━━━━━ EXTRACTED RECORDS ━━━━━

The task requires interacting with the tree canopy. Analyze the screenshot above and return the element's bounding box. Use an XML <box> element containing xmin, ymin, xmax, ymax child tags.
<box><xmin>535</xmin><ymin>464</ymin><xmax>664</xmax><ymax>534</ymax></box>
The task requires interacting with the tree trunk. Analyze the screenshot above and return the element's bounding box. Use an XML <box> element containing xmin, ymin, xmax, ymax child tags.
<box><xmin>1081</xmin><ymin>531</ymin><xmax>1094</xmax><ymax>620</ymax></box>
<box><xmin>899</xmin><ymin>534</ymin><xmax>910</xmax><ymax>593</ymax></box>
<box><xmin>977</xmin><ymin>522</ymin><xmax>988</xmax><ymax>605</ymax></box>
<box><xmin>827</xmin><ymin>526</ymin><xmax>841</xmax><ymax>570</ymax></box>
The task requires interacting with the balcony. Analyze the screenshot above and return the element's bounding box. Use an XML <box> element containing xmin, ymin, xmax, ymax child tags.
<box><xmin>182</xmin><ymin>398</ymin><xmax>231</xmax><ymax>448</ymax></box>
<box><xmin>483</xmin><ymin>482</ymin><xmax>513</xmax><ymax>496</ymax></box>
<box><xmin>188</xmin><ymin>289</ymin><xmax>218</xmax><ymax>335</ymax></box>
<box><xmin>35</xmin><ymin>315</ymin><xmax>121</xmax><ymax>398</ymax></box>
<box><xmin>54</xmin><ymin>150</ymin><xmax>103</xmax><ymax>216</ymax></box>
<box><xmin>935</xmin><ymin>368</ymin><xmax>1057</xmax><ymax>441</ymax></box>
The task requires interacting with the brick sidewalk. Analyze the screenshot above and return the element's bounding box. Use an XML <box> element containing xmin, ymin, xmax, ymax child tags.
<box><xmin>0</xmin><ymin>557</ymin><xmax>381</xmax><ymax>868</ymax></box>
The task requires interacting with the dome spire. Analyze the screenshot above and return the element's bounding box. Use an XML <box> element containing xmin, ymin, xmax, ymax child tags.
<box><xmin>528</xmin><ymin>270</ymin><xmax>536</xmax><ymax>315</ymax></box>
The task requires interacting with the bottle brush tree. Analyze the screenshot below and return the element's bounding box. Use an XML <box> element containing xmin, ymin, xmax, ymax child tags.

━━━━━
━━━━━ EXTRACTED RECORDS ━━━━━

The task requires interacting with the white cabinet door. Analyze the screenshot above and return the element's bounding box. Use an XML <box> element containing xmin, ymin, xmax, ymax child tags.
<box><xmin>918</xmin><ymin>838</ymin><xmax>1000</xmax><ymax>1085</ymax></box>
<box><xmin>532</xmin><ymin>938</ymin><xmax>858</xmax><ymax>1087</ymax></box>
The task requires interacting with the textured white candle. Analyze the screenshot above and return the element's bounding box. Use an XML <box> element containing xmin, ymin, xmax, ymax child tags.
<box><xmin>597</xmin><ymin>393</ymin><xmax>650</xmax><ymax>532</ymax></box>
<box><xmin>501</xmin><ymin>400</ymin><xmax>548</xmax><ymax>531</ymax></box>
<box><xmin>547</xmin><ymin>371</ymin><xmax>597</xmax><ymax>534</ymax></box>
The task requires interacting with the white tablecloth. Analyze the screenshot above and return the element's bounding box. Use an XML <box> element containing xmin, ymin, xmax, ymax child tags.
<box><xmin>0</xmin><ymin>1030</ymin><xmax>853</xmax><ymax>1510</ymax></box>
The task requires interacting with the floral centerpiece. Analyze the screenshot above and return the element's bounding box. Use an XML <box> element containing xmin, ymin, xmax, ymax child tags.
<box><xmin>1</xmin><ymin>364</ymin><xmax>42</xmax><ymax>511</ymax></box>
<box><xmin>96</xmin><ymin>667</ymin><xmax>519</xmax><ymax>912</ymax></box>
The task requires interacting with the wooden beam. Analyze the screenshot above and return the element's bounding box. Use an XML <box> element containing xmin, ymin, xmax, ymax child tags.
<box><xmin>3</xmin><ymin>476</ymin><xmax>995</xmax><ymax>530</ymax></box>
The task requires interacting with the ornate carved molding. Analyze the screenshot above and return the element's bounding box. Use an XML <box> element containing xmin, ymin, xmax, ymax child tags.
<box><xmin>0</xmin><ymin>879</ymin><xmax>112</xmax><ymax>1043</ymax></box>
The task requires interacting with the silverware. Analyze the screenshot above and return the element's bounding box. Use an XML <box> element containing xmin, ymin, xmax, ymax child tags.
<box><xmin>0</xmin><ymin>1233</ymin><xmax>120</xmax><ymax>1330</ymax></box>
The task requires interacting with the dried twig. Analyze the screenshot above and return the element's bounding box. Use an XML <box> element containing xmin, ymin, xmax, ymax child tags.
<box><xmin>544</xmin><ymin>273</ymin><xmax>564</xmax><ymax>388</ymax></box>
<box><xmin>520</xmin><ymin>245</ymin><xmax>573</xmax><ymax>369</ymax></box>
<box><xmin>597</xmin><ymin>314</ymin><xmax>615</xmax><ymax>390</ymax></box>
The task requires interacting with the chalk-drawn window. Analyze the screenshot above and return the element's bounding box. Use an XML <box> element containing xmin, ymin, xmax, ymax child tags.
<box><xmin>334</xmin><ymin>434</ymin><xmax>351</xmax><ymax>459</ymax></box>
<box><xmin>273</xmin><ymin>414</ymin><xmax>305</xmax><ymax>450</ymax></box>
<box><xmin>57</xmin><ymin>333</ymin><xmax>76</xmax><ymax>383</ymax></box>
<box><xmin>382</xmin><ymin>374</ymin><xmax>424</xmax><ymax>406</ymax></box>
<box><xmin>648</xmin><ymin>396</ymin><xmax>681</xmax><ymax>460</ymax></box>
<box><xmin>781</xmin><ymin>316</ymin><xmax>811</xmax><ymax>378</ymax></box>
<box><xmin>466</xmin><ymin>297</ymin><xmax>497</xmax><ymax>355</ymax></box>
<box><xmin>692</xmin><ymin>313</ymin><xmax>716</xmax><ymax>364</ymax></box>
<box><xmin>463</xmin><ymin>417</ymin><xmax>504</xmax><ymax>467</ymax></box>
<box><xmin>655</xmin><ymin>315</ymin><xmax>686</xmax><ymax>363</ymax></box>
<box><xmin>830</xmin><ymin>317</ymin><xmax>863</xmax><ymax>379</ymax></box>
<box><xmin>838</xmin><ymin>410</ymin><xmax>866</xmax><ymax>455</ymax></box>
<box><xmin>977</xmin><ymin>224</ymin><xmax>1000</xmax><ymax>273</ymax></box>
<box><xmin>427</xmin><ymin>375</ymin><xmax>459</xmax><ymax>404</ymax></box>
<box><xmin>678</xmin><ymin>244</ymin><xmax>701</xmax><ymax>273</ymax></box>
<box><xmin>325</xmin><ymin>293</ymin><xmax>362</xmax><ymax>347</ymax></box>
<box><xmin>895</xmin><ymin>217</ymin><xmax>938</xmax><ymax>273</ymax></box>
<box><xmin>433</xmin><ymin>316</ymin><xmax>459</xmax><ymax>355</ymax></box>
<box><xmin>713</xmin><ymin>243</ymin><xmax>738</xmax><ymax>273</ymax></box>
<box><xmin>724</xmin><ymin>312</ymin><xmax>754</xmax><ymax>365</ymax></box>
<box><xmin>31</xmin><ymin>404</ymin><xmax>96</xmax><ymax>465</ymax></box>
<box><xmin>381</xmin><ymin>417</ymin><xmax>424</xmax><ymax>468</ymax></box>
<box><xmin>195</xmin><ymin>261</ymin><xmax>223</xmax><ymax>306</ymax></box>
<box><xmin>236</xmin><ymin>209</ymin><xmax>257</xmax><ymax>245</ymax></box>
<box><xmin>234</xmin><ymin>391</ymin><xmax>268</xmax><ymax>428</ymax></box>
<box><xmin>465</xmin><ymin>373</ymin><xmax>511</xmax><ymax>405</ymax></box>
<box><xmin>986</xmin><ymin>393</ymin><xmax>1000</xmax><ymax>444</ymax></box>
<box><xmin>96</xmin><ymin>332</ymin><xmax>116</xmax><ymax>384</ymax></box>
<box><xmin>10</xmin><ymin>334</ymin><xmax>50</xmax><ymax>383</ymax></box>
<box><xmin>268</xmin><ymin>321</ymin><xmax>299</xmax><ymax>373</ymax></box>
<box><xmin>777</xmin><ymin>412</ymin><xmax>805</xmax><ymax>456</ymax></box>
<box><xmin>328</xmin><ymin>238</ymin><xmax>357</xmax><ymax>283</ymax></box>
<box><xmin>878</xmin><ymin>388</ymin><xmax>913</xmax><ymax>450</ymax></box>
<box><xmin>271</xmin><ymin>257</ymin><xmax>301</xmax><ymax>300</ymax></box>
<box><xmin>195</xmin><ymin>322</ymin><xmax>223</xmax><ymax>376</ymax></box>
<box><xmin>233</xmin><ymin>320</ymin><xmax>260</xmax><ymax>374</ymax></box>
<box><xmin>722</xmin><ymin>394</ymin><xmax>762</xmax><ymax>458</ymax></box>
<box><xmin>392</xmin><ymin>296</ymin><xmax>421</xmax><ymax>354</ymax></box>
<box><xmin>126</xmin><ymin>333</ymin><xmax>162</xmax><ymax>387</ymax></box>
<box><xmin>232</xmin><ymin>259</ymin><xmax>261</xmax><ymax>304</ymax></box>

━━━━━
━━━━━ EXTRACTED RECORDS ━━━━━

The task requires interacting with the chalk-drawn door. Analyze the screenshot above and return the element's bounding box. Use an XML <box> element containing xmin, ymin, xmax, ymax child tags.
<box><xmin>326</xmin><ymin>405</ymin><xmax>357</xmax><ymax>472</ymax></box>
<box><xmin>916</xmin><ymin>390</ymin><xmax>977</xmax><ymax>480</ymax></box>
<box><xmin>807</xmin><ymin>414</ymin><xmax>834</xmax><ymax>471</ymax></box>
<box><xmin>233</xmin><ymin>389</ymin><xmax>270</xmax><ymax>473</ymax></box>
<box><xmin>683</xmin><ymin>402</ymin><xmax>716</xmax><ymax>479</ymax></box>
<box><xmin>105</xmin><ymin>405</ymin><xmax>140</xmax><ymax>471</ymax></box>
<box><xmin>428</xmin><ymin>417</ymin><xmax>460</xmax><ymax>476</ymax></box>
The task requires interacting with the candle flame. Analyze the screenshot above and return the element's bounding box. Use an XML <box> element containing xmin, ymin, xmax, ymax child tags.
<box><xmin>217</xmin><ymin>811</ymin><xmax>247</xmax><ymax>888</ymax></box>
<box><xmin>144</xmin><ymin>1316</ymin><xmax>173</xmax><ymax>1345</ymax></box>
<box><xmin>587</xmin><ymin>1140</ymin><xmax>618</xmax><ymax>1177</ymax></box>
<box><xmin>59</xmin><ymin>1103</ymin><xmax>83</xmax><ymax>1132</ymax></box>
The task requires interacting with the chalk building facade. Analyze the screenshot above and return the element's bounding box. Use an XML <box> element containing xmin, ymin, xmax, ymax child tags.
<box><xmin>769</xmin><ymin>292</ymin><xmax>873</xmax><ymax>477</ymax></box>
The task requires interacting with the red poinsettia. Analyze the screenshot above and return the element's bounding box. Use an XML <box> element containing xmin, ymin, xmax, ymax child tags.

━━━━━

EXERCISE REQUIREMENTS
Find the line with "The task requires interacting with the dome" in the entries above. Retype it and each line after it, exactly, through the line with "The task requires interacting with the bottle", and stop there.

RESULT OF THIS TASK
The task requires interacting with the dome spire. Analyze the screenshot above and return the element's bounding box. Use an XML <box> element containing xmin, ymin, xmax, ymax child tags.
<box><xmin>528</xmin><ymin>270</ymin><xmax>536</xmax><ymax>315</ymax></box>
The task requires interacting with the bottle brush tree. Analyze the screenshot below and return the element's bounding box. Use an XML <box> element containing xmin, ymin, xmax, ymax child tags.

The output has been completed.